§ BRIEF
Locate each line in the items below that contains the string "plant", and copy those lines. Matches are case-sensitive.

** Start **

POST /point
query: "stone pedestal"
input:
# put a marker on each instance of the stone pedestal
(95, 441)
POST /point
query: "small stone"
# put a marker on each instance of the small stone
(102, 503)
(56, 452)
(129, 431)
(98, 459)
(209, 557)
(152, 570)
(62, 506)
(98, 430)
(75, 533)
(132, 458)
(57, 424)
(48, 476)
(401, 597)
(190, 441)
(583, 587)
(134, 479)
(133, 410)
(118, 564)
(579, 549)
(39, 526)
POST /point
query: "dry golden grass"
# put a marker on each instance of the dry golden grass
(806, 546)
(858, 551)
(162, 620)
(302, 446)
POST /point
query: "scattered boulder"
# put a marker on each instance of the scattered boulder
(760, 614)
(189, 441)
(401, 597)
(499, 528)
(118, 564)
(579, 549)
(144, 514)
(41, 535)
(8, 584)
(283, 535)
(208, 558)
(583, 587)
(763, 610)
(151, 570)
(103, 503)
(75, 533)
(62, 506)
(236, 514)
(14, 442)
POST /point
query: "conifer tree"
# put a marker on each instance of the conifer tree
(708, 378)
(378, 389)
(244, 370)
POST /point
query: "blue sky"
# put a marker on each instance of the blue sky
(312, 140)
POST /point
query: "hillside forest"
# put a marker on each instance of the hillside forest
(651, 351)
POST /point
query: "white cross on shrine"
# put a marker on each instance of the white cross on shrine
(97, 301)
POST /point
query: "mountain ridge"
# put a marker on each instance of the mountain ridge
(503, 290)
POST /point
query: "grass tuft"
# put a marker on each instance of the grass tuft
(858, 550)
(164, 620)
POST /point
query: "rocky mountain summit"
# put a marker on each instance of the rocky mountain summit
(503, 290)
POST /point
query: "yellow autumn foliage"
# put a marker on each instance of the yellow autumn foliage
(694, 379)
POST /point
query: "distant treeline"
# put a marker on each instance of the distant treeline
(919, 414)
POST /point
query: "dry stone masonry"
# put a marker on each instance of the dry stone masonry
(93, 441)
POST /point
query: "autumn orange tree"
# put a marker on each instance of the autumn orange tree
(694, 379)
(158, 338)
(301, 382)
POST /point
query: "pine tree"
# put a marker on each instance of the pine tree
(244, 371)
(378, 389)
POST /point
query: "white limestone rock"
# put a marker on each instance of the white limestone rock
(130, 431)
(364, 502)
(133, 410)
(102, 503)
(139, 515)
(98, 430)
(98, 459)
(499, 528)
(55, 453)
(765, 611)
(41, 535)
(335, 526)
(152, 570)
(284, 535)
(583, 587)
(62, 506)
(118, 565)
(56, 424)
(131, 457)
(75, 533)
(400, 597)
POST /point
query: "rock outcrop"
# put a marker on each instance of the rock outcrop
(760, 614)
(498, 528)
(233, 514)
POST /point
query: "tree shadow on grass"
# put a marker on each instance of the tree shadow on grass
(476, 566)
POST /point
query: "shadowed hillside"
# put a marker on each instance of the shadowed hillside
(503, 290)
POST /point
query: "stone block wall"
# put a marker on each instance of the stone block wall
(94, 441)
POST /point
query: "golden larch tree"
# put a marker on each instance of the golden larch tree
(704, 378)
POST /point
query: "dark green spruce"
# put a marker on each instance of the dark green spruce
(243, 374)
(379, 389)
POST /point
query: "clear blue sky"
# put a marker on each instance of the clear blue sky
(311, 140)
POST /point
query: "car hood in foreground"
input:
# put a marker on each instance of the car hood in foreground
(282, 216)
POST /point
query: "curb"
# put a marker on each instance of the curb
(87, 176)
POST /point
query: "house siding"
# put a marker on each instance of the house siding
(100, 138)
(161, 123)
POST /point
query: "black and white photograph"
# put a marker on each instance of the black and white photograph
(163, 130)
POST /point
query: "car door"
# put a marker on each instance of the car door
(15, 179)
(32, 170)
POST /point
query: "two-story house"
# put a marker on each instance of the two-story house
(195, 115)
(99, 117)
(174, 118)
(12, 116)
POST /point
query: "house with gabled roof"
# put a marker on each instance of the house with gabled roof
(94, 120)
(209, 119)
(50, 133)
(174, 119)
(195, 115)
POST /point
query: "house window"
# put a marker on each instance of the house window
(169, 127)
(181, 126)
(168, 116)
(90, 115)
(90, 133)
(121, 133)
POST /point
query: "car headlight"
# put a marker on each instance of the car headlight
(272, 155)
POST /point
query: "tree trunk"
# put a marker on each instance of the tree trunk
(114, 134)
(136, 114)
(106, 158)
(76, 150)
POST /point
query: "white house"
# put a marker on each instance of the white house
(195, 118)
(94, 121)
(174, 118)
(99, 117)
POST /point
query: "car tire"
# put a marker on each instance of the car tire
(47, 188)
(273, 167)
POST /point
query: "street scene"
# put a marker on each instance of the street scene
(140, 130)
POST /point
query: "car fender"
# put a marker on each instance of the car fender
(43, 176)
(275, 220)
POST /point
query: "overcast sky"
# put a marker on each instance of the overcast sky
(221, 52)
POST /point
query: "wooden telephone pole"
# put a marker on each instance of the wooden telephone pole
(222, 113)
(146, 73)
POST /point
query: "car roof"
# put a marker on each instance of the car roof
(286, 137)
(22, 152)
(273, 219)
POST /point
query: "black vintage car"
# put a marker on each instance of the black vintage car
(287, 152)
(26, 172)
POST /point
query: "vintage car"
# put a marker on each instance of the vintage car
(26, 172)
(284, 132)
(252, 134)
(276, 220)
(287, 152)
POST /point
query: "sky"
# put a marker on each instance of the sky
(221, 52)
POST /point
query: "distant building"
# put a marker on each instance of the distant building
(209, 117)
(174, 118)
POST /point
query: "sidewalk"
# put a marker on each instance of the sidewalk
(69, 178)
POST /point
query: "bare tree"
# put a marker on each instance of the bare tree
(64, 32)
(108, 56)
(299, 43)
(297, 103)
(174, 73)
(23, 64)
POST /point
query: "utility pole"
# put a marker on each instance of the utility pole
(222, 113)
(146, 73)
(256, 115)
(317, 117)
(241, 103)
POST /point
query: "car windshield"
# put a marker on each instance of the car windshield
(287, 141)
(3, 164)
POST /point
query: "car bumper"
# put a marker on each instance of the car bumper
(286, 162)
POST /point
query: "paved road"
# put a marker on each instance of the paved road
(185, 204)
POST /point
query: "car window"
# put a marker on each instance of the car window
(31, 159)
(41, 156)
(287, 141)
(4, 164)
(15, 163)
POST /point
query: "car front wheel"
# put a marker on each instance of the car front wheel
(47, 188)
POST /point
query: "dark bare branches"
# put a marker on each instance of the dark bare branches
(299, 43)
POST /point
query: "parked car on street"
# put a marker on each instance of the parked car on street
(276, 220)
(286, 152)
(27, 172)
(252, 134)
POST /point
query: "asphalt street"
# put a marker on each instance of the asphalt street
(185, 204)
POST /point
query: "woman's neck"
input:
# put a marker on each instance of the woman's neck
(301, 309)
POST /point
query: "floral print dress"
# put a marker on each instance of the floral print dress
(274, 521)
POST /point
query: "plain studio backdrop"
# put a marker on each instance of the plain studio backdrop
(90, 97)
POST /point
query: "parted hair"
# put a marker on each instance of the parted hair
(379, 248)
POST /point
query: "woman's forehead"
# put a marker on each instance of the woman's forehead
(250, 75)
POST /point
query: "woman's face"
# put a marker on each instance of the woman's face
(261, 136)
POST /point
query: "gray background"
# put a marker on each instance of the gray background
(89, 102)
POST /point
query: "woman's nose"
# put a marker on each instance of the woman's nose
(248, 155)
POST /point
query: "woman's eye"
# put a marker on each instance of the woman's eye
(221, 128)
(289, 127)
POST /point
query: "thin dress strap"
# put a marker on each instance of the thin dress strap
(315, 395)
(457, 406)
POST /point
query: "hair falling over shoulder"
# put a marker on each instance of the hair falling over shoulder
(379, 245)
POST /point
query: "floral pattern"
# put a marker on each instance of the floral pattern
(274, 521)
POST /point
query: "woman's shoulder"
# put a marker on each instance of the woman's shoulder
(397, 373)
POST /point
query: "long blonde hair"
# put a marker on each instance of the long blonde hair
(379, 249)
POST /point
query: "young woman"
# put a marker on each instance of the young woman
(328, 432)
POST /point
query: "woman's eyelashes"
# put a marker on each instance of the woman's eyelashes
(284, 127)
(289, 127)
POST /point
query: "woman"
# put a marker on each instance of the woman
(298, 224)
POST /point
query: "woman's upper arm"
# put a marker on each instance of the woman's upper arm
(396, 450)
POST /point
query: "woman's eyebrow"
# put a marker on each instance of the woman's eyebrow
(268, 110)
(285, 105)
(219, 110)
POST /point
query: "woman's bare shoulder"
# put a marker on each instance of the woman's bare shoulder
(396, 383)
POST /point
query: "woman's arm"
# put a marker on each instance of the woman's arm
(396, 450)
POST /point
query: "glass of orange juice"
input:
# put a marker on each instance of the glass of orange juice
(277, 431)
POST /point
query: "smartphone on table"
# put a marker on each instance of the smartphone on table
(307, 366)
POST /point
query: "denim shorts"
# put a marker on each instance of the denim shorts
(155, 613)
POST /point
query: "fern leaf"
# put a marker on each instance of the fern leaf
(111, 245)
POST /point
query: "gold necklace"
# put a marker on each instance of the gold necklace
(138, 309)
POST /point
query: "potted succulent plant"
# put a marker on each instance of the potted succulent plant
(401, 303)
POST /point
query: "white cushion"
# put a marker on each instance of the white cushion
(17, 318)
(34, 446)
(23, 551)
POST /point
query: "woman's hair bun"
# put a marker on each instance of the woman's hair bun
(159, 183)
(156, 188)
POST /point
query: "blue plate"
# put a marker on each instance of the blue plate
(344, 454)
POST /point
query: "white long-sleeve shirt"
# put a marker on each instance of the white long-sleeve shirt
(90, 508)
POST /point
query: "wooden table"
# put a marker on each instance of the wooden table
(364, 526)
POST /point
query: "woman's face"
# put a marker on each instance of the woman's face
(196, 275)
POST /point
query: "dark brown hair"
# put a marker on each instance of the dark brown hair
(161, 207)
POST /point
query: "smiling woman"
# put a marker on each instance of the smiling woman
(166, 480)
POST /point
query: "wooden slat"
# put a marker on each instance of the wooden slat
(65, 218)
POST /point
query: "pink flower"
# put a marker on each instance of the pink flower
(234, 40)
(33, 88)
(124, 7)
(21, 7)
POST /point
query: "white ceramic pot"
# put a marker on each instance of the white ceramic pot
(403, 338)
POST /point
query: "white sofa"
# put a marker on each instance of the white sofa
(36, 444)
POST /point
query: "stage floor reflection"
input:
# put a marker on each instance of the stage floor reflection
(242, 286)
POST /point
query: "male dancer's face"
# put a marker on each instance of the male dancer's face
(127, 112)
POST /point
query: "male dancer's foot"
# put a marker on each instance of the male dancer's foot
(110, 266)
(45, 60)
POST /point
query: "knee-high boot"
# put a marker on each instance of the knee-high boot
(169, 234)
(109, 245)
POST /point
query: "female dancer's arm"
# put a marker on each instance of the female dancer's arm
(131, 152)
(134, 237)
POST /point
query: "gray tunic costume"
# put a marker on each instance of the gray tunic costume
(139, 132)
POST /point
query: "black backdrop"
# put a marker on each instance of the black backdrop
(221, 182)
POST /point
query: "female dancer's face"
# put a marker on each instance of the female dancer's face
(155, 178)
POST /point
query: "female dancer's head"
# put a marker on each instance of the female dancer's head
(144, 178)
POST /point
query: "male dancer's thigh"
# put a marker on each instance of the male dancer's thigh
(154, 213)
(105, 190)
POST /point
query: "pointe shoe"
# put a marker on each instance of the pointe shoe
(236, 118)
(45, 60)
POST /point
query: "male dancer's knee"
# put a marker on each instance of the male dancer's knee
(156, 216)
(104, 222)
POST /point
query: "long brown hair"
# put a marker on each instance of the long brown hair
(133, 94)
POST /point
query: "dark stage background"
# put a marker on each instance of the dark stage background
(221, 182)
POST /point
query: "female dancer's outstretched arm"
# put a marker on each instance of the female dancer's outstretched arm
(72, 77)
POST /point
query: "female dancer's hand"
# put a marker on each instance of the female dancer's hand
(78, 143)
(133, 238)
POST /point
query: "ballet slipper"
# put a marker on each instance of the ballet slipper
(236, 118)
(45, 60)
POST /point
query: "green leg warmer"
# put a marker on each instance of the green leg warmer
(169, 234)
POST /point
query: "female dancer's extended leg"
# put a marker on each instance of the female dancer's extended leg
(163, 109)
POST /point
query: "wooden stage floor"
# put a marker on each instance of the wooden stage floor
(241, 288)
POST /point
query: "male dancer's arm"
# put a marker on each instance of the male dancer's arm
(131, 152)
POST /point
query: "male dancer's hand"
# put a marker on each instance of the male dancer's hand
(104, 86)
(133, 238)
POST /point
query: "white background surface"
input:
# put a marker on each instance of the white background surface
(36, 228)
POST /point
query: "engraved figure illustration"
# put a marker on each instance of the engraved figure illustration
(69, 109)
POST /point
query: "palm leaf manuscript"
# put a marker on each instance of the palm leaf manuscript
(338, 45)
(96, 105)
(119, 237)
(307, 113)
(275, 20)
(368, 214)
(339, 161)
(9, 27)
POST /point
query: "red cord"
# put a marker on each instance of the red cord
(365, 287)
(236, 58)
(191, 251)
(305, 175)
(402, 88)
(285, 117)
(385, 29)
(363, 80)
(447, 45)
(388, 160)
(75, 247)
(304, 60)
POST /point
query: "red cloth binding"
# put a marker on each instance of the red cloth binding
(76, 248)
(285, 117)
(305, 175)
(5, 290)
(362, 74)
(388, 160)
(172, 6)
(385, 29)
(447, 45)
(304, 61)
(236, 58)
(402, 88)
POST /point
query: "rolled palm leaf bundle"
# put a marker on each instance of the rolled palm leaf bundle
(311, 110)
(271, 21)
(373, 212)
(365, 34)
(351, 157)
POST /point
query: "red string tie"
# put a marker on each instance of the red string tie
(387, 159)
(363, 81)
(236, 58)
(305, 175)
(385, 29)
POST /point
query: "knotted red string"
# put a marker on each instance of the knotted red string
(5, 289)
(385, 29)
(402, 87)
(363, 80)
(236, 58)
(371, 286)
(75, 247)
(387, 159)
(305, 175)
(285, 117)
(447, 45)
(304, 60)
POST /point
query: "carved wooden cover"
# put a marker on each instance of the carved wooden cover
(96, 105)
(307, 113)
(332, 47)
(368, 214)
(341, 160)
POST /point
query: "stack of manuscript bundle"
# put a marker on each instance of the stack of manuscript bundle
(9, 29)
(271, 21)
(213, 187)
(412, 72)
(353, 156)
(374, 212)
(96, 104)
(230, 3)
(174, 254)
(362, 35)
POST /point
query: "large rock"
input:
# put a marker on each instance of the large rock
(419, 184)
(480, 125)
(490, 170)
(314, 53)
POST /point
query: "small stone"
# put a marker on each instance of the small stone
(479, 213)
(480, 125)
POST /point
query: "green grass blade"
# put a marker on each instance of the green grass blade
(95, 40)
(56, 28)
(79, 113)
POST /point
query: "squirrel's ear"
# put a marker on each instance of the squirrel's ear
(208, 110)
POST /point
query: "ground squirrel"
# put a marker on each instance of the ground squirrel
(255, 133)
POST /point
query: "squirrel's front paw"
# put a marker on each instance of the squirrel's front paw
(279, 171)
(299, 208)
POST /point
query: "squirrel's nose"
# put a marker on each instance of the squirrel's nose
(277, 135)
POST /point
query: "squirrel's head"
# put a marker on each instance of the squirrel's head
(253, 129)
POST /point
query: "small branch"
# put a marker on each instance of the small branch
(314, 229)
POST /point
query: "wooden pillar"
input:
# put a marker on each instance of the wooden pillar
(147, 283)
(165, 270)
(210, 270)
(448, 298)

** End **

§ TASK RESULT
query: "potted succulent plant"
# put a marker on each instance of the potted succulent plant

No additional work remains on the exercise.